- **Supplied text**:

The Saaroa and Kanakanabu, two smaller minority groups who share their territory with an Isbukun Bunun group, have also adopted Bunun as their vernacular.
Linguistic profile
Bunun is a verb-initial language and has an Austronesian alignment system or focus system. This means that Bunun clauses don't have a nominative-accusative or absolutive-ergative alignment, but that arguments of a clause are ordered according to which participant in the event described by the verb is 'in focus'. In Bunun, four distinct roles can be in focus:
- the agent: the person or thing that's doing the action or achieving/maintaining a state;
- the undergoer: the person or thing that's somehow participating in the action without being an agent; there are three kinds of undergoers:
- patients: persons or things to whom an action is done or an event happens
- instruments: things (sometimes persons) which are used to perform an action
- beneficiaries (also called recipients): the persons (sometimes things) for whom an action is done or for whom an event happens
- the locative participant: the location where an action takes place; in languages with a Philippine-style voice system, spatial location is often at the same level in a clause as agents and patients, rather than being an adverbial clause, like in English (see for a discussion of location in Tagalog).
Which argument is in focus is indicated on the verb by a combination of prefixes and suffixes .

- **Problem set**:
1. List the three kinds of undergoers named in the passage on the Bunun language.
2. Answer these questions using the passage on the Bunun language:
(a) Which language have the Saaroa and Kanakanabu adopted as their vernacular?
(b) Where does the verb come in a Bunun clause?
(c) What combination on the verb indicates which argument is in focus?
3. Pick up the passage on the Bunun language after its last sentence and continue it.

[Stored items from a collection]

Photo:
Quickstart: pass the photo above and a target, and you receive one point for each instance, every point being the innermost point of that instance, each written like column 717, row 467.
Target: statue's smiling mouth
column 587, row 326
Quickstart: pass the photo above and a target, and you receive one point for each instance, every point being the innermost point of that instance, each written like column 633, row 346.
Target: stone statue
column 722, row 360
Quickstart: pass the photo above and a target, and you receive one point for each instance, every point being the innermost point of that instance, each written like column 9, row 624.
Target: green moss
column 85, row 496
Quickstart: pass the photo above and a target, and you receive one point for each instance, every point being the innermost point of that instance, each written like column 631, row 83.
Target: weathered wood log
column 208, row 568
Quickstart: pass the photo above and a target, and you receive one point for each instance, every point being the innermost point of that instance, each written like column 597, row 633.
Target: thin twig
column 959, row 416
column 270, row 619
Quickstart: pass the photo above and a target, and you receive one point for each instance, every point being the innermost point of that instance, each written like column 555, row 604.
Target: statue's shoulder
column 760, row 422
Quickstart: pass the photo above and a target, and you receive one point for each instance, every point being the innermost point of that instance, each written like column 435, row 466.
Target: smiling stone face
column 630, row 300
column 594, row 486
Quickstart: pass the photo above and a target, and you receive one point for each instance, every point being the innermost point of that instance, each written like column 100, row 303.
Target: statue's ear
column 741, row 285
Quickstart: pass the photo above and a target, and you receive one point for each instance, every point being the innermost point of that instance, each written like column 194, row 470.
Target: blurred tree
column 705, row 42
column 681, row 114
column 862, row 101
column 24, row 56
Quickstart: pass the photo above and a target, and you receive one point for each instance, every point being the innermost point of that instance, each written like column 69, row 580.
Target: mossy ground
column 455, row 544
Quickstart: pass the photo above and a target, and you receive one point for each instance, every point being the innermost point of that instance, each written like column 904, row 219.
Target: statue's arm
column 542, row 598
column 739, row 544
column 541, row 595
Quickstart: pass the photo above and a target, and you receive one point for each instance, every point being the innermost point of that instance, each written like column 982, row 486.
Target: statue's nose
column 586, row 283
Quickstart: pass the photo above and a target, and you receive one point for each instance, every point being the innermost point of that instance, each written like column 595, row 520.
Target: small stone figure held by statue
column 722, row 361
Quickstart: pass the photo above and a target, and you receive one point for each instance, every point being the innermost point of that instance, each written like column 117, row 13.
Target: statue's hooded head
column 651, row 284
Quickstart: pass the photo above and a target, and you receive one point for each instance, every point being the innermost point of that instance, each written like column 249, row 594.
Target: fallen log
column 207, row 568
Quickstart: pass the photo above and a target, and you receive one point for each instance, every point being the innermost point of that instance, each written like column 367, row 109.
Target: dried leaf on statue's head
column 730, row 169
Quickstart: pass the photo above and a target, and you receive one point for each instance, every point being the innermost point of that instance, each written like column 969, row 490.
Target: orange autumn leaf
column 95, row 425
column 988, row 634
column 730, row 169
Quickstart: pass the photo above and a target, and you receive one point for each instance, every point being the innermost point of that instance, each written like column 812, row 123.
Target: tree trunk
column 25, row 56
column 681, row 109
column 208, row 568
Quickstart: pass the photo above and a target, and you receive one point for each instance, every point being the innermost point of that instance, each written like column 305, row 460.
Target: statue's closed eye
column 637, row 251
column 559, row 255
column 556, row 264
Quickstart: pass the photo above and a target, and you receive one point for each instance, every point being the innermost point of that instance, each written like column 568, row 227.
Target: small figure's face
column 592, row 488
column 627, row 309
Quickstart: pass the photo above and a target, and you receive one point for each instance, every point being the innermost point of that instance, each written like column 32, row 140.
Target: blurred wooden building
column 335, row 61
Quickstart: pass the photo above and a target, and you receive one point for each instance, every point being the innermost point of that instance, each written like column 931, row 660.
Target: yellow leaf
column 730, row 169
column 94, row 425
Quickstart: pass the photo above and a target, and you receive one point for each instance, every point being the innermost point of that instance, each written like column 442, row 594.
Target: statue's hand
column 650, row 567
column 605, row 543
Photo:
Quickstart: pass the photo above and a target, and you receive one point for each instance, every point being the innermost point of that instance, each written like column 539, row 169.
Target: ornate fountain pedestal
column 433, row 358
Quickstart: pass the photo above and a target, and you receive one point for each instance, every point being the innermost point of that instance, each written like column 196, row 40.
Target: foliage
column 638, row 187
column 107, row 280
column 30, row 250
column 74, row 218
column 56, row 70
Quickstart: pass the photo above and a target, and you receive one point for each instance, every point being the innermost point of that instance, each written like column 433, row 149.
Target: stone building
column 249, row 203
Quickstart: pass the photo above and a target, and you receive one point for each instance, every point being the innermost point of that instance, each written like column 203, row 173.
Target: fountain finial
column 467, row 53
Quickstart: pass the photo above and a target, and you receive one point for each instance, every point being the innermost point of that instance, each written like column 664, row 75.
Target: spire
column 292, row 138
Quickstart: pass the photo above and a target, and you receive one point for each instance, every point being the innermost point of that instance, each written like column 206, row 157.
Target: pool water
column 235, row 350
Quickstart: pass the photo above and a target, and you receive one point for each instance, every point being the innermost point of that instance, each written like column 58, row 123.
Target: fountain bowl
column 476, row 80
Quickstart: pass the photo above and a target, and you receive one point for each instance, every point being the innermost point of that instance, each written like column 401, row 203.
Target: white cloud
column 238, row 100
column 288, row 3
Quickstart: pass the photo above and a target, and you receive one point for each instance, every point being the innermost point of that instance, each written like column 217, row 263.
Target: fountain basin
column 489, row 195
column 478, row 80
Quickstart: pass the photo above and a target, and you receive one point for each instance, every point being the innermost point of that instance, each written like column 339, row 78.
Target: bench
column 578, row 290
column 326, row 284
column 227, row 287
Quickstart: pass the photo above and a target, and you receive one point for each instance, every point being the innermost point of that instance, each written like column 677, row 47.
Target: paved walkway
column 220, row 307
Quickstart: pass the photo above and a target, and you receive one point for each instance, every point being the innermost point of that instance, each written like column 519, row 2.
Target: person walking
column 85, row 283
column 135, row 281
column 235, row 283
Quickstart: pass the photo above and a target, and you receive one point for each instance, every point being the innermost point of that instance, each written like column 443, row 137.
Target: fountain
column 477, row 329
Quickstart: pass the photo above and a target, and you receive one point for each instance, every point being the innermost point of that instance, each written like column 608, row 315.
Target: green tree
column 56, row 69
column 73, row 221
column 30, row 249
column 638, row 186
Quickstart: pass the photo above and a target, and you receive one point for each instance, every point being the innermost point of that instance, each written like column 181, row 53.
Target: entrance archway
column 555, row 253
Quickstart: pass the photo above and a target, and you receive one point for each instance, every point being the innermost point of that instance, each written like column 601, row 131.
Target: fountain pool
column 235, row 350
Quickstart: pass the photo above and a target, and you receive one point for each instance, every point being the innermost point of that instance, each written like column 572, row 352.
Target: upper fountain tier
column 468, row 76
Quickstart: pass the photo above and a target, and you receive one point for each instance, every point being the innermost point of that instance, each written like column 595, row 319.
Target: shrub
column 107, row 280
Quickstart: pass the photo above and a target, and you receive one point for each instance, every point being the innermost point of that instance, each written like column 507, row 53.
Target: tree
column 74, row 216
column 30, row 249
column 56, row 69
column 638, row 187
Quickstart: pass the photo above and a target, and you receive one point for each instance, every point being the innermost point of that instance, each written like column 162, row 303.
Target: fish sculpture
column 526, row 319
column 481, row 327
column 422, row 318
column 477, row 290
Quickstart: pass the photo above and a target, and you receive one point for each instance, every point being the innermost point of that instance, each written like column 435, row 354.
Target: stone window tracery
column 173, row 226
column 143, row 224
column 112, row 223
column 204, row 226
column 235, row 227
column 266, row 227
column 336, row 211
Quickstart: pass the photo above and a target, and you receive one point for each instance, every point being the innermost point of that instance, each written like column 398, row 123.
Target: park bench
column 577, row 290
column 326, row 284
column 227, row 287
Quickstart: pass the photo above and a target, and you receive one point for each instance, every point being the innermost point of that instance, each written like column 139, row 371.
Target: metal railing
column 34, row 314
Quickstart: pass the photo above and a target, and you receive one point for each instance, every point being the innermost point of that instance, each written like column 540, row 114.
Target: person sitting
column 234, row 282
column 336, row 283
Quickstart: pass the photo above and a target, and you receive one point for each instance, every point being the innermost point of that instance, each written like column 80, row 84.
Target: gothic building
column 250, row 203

- **Answers to each task**:
1. patients, instruments, beneficiaries (also called recipients)

2.
(a) Bunun
(b) First, since Bunun is a verb-initial language.
(c) A combination of prefixes and suffixes.

3.
- a verb in agent focus is often unmarked, but can get the prefix ma- or - more rarely - pa- or ka-
- a verb in undergoer focus gets a suffix -un
- a verb locative focus gets a suffix -an
Many other languages with a focus system have different marking for patients, instruments and beneficiaries, but this isn't the case in Bunun. The focussed argument in a Bunun clause will normally always occur immediately after the verb (for example in an actor-focus clause, the agent will appear before any other participant) and is in the Isbukun dialect marked with a post-nominal marker a.
Bunun has a very large class of auxiliary verbs. Concepts that are expressed by auxiliaries include:
negation (ni 'be not' and uka 'have not')
modality and volition (for example maqtu 'can, be allowed')
relative time (for example ngausang 'first, beforehand', qanaqtung 'be finished')
comparison (maszang 'the same, similarly')
question words (for example via 'why?')
sometimes numerals (for example tatini '(be) alone, (be) only one')
In fact, Bunun auxiliaries express all sorts of concepts that in English would be expressed by adverbial phrases, with the exception of time and place, which are normally expressed with adverbial phrases.
Bunun is an agglutinative language and has a very elaborate set of derivational affixes (more than 200), most of which derive verbs from other word classes. Some of these prefixes are special in that they don't only occur in the verb they derive, but are also foreshadowed on a preceding auxiliary. These are called lexical prefixes or anticipatory prefixes and only occur in Bunun and a small number of other Formosan languages.